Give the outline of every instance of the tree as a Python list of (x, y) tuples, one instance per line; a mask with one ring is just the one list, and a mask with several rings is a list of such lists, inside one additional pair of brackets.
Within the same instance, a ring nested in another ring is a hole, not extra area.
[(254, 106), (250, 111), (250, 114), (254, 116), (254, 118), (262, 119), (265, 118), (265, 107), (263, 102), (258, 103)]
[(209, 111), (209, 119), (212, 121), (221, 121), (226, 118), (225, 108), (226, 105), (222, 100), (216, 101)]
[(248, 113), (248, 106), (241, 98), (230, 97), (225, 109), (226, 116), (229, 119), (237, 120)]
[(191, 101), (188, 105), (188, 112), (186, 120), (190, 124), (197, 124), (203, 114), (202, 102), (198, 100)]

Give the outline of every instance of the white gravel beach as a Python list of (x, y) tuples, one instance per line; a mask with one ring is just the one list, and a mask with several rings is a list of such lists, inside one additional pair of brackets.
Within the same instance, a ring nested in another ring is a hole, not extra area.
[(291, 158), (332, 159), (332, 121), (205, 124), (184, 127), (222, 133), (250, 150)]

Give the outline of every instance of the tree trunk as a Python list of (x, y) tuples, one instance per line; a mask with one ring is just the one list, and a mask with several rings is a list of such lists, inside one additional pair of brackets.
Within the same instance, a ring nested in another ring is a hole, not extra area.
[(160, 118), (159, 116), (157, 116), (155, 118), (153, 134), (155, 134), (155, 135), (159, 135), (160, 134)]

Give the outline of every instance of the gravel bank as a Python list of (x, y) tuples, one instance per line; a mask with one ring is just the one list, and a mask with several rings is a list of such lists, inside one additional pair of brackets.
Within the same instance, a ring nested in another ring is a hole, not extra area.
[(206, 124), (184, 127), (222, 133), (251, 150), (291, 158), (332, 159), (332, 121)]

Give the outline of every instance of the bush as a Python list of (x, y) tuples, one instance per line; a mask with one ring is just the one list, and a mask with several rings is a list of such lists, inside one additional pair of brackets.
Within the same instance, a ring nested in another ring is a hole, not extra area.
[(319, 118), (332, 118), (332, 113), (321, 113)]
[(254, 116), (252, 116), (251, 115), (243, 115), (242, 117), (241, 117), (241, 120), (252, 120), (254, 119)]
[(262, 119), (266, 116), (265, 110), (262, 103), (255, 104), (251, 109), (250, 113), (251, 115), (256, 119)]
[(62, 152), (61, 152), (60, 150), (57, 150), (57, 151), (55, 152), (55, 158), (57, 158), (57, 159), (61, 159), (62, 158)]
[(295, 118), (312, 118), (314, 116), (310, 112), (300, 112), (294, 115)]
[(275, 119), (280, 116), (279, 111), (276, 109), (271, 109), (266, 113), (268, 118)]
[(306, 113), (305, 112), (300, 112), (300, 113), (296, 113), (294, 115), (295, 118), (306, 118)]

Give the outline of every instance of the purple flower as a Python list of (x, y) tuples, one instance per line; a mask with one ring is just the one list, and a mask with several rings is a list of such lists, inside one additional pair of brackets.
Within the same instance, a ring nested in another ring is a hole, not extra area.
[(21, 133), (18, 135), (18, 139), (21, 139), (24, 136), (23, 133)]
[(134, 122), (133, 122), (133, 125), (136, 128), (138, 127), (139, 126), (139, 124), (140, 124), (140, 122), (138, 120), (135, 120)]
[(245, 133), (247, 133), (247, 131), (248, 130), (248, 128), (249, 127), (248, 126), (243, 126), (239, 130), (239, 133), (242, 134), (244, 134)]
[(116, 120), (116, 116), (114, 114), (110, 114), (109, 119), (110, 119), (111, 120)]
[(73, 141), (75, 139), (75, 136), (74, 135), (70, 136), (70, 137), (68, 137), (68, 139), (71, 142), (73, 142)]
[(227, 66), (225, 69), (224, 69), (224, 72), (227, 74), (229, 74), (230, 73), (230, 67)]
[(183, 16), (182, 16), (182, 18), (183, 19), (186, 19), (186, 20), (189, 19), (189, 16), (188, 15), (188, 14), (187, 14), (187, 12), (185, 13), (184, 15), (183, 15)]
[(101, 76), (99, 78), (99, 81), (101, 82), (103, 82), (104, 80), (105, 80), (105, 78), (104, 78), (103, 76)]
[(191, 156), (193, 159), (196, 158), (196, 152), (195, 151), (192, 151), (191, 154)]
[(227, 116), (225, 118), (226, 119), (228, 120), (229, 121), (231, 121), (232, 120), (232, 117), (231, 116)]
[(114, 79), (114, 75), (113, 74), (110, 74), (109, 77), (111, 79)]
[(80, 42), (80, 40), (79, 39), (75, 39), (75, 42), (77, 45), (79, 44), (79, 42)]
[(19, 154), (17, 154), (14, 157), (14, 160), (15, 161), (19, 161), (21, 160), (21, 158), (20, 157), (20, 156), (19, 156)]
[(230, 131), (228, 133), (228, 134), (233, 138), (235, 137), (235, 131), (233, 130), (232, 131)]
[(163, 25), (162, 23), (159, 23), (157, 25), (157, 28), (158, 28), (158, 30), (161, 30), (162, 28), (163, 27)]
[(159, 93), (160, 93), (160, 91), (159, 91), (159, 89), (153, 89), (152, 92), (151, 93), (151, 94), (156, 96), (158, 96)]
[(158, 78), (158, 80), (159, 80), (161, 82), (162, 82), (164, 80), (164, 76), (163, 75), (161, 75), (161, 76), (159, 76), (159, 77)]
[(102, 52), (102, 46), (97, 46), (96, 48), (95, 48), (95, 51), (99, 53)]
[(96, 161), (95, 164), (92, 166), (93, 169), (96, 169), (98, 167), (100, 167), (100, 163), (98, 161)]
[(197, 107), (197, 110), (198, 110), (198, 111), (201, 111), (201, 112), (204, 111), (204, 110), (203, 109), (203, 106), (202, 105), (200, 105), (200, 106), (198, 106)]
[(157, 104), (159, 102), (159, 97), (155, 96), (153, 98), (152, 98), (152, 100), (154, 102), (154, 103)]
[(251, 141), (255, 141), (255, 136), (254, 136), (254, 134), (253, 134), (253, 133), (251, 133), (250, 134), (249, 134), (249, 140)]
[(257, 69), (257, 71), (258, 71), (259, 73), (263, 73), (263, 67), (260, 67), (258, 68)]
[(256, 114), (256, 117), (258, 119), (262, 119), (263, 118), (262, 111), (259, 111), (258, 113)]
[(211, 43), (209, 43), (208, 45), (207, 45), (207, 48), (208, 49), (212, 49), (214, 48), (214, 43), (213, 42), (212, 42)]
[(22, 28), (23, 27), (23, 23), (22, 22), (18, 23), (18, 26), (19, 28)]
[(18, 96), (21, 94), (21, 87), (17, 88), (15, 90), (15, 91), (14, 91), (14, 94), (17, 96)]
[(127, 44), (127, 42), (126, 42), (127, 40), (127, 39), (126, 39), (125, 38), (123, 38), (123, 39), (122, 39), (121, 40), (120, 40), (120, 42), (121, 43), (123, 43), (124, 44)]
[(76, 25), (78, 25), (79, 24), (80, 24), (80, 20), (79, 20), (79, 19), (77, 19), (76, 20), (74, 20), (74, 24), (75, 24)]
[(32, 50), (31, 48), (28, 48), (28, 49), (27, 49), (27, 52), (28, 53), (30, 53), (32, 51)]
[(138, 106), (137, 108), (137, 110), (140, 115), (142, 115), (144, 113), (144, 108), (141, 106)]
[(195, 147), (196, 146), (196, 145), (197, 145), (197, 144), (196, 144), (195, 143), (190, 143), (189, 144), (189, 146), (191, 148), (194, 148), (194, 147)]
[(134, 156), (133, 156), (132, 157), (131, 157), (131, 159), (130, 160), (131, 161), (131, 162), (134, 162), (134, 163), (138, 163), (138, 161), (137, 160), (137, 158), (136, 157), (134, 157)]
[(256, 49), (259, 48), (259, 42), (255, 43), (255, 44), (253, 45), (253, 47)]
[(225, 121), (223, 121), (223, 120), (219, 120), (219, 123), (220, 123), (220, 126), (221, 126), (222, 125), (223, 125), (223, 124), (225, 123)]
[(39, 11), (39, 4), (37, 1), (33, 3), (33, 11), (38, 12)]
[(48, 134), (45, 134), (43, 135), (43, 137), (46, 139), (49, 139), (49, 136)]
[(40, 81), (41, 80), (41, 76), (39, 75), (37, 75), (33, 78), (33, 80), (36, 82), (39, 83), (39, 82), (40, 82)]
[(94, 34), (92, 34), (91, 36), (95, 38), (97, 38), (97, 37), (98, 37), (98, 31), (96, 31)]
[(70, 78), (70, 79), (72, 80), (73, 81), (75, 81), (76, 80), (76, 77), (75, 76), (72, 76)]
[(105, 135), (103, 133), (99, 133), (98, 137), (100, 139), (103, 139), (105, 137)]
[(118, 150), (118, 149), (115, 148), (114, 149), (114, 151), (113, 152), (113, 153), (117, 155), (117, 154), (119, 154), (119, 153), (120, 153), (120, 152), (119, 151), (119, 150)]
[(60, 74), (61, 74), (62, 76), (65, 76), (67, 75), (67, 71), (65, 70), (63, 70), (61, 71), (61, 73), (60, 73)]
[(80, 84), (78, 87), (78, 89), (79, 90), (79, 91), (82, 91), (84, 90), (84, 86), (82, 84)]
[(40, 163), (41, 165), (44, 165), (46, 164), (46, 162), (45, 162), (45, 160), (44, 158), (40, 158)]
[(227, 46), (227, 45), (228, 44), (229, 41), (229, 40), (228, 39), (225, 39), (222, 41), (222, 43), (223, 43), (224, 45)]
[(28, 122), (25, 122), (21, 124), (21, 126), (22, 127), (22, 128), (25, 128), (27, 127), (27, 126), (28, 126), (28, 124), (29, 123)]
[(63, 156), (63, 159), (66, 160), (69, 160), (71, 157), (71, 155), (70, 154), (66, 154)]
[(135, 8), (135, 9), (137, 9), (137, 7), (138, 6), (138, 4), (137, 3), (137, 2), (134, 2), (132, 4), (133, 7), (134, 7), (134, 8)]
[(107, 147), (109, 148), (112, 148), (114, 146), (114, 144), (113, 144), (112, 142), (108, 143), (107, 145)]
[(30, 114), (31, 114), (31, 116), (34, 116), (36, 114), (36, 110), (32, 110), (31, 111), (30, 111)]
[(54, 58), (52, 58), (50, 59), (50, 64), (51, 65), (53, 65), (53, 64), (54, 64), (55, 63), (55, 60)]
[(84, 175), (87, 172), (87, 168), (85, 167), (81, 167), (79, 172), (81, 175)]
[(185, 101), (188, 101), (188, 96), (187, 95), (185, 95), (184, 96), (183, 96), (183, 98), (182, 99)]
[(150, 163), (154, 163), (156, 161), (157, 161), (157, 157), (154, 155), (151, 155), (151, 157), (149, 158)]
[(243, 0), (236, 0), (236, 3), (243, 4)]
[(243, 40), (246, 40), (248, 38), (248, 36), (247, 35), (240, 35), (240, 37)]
_ _ _ _
=== WHAT YOU ARE ASKED TO DO ===
Copy, word for word, the part of the rows that opens with the line containing "Give the outline of every instance of the tree trunk" and closes with the line containing "135), (160, 134)]", including both of those lines.

=== WRITTEN SOLUTION ===
Give the outline of every instance of the tree trunk as a Python list of (x, y) tuples, one instance per line; a mask with one ring is just the one list, and a mask with several rings is a list of such lists, inside one additional pair of brackets.
Within the same instance, a ring nested in another ring is a hole, not extra area.
[(160, 118), (159, 116), (157, 116), (155, 118), (153, 134), (155, 134), (155, 135), (159, 135), (160, 134)]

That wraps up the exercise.